> [Page text]:
..............................

Coakley’s nomination is the result of a perfect storm (for Republicans): A Massachusetts Democratic primary electorate still a bit hungover that its own choice for president in 2008, now Secretary of State Clinton, lost in the rest of the country to Barack Obama, some still a bit bitter over that, and the general mediocrity of Coakley's primary opponents, too. (Say what you will about John Kerry, but each of them were mere political insects compared to him.)
Coakley - originally way ahead in the polls - took much of the month of December off from stumping the state and recently suggested that it would be a waste of her time to engage in retail campaigning by shaking hands outside of Fenway Park. She exudes, at times, that prissy elitism that turns Massachusetts voters away from Democrats so regularly.
Worse news is that her Republican opponent, Scott Brown, is a buffoon who voted 96 percent of the time in the Massachusetts State Senate with GOP dogma. If he arrives in the US Senate – as the traditional political math says he will – he will become the forty-first Senator vote to block so many progressive advances that would still be possible if he doesn’t succeed.
And yet, by traditional Massachusetts political math, I repeat: Brown will win Tuesday’s special election.

..............................

> [Instructions]:
• 1. In the passage about Coakley's campaign, restate the text starting with "Coakley - originally" and going on through "Democrats so regularly.", replacing "Fenway Park" with "the State House".
• 2. According to the passage about Coakley's campaign, how often did Scott Brown vote with GOP dogma in the Massachusetts State Senate?

..............................

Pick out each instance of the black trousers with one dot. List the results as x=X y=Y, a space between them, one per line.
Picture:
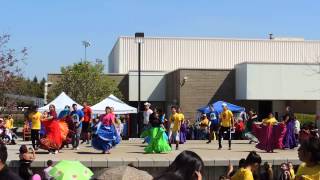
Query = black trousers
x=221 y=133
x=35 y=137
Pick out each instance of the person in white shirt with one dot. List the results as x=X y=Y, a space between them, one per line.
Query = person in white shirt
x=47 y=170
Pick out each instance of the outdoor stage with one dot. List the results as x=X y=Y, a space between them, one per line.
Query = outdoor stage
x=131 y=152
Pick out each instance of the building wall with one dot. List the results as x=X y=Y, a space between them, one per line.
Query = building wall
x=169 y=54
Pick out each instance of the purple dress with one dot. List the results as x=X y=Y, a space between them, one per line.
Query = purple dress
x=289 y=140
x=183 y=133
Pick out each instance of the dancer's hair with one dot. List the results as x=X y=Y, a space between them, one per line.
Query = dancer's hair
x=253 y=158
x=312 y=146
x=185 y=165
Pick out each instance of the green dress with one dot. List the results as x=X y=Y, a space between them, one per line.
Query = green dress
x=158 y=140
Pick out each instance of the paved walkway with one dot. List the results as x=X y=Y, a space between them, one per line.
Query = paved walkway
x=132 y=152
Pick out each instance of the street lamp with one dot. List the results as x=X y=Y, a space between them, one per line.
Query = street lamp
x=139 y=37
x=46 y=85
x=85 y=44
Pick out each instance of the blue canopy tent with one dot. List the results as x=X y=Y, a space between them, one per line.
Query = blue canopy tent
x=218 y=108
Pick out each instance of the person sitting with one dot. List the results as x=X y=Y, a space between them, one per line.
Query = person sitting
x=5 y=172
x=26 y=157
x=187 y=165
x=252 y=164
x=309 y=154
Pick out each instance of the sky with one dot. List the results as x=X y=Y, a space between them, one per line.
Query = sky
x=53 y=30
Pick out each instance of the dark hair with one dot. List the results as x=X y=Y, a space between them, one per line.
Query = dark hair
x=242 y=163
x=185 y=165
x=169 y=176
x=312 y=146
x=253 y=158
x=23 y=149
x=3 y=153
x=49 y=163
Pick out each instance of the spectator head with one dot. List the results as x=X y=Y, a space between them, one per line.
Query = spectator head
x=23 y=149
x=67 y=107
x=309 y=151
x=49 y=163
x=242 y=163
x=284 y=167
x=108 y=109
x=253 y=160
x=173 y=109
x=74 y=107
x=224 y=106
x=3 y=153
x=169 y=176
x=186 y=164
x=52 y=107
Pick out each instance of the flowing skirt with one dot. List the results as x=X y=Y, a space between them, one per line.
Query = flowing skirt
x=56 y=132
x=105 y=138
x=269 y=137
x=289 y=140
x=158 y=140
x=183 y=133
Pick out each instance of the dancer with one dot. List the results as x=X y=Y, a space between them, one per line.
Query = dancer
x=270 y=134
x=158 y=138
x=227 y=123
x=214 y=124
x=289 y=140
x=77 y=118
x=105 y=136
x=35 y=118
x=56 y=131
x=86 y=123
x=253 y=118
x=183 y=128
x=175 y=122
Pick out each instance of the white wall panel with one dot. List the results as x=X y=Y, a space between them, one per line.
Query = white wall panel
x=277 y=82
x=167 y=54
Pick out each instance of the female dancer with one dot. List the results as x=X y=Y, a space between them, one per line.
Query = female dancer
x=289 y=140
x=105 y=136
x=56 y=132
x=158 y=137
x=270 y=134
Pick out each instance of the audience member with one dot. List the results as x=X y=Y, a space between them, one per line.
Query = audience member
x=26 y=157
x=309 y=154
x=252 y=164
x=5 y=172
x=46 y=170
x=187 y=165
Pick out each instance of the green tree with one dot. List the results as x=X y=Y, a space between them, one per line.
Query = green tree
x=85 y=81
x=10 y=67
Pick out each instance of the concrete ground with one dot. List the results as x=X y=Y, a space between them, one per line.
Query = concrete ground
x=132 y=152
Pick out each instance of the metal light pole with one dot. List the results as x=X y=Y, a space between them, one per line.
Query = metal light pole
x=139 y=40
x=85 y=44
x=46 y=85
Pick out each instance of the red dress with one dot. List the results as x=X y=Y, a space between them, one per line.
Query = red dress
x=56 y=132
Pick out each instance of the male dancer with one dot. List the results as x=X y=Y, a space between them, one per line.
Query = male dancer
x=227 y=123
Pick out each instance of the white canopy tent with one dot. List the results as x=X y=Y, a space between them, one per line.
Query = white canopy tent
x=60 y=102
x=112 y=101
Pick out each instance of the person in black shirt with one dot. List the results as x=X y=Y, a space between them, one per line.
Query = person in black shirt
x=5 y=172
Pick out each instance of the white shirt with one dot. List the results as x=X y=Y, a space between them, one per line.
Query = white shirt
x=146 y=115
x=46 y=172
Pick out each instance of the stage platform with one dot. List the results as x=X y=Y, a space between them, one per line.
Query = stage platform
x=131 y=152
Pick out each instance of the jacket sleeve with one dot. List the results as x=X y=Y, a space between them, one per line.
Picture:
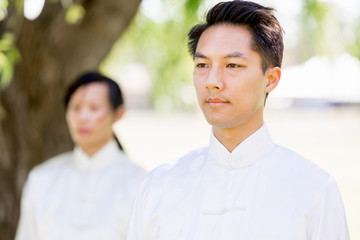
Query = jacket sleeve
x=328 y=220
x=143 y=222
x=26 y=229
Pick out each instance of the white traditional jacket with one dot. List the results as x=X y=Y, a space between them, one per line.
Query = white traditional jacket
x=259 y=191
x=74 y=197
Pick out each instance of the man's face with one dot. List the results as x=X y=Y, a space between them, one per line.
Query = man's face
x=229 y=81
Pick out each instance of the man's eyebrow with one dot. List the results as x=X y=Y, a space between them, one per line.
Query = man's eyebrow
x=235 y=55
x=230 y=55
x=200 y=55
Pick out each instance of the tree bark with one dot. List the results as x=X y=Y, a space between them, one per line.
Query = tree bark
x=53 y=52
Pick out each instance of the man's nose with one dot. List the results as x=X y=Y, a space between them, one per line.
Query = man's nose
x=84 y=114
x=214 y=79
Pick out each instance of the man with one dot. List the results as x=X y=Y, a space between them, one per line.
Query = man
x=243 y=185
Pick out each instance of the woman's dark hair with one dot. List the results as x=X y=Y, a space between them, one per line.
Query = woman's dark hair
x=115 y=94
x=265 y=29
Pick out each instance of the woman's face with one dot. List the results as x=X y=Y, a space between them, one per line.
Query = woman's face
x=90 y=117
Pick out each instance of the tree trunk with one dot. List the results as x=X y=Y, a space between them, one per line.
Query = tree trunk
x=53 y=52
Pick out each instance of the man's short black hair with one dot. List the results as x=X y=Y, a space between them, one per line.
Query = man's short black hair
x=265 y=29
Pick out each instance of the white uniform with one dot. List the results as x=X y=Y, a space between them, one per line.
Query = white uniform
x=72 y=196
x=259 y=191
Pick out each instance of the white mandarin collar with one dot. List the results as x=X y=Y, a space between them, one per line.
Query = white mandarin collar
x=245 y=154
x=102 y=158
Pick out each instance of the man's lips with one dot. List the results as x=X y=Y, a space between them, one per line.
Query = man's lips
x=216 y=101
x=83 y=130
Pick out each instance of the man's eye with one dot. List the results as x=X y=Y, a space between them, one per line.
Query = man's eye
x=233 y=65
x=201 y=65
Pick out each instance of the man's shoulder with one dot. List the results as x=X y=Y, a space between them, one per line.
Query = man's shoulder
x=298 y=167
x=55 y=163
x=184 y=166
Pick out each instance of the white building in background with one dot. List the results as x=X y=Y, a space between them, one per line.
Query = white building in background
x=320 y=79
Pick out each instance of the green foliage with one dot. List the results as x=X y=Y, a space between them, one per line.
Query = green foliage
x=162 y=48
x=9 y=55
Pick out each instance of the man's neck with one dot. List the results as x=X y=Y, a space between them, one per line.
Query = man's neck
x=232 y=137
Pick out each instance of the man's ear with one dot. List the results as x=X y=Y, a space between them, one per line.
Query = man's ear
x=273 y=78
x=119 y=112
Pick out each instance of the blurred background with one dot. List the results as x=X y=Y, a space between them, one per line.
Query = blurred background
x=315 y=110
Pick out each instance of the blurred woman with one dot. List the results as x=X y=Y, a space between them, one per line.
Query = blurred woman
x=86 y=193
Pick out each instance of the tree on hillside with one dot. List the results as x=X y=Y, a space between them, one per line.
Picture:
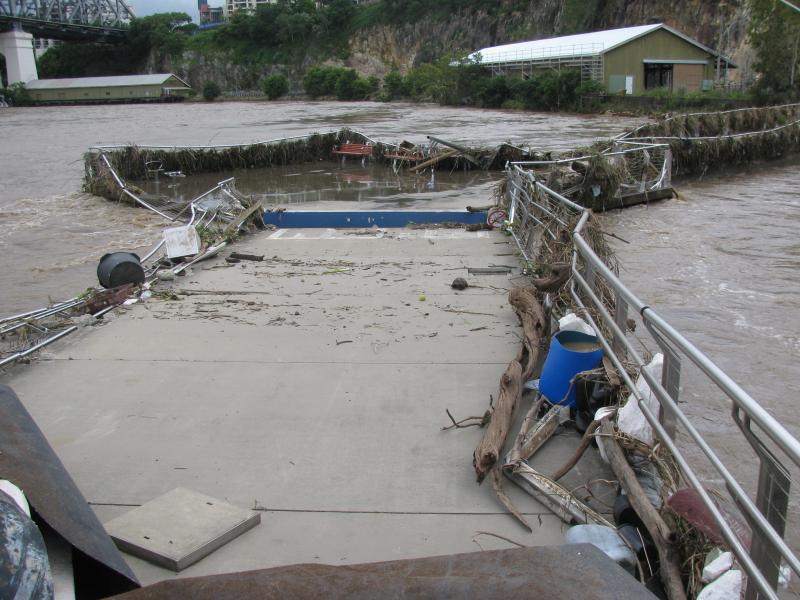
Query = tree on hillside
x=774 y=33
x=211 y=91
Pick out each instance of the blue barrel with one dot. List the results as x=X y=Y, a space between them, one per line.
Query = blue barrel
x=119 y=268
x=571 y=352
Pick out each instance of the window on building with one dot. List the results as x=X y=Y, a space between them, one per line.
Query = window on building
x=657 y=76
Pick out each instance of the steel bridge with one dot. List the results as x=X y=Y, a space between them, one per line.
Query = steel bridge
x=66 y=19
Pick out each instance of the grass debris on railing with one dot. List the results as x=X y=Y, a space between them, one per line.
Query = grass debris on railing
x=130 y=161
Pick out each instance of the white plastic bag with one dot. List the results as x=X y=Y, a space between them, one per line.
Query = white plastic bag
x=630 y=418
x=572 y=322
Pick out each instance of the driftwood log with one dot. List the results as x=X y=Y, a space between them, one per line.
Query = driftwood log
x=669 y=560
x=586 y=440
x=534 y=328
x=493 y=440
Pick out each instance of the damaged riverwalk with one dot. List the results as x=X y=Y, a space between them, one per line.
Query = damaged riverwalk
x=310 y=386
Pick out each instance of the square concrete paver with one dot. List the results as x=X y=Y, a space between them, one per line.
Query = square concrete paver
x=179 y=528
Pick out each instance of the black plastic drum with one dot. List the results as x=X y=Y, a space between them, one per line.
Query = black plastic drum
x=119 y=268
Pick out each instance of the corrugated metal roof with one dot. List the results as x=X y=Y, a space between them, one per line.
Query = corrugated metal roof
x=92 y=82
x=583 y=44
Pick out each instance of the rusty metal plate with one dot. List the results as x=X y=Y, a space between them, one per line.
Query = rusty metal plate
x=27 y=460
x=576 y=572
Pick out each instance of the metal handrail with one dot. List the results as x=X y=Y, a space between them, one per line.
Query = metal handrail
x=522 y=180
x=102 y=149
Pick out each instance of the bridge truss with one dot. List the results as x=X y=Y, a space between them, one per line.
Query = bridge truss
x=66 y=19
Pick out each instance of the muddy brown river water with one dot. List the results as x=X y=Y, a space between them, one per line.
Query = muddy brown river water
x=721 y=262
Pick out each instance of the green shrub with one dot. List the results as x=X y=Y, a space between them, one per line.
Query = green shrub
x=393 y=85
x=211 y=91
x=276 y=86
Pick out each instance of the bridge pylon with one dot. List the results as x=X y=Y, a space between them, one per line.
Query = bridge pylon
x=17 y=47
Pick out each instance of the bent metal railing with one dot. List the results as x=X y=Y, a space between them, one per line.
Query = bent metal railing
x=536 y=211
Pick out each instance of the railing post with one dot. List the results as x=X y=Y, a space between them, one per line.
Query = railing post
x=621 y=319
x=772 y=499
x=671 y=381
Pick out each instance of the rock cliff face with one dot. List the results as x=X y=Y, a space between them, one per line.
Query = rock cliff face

..............................

> [Results of the exercise]:
• 1.
Coakley - originally way ahead in the polls - took much of the month of December off from stumping the state and recently suggested that it would be a waste of her time to engage in retail campaigning by shaking hands outside of the State House. She exudes, at times, that prissy elitism that turns Massachusetts voters away from Democrats so regularly.

• 2. 96 percent of the time.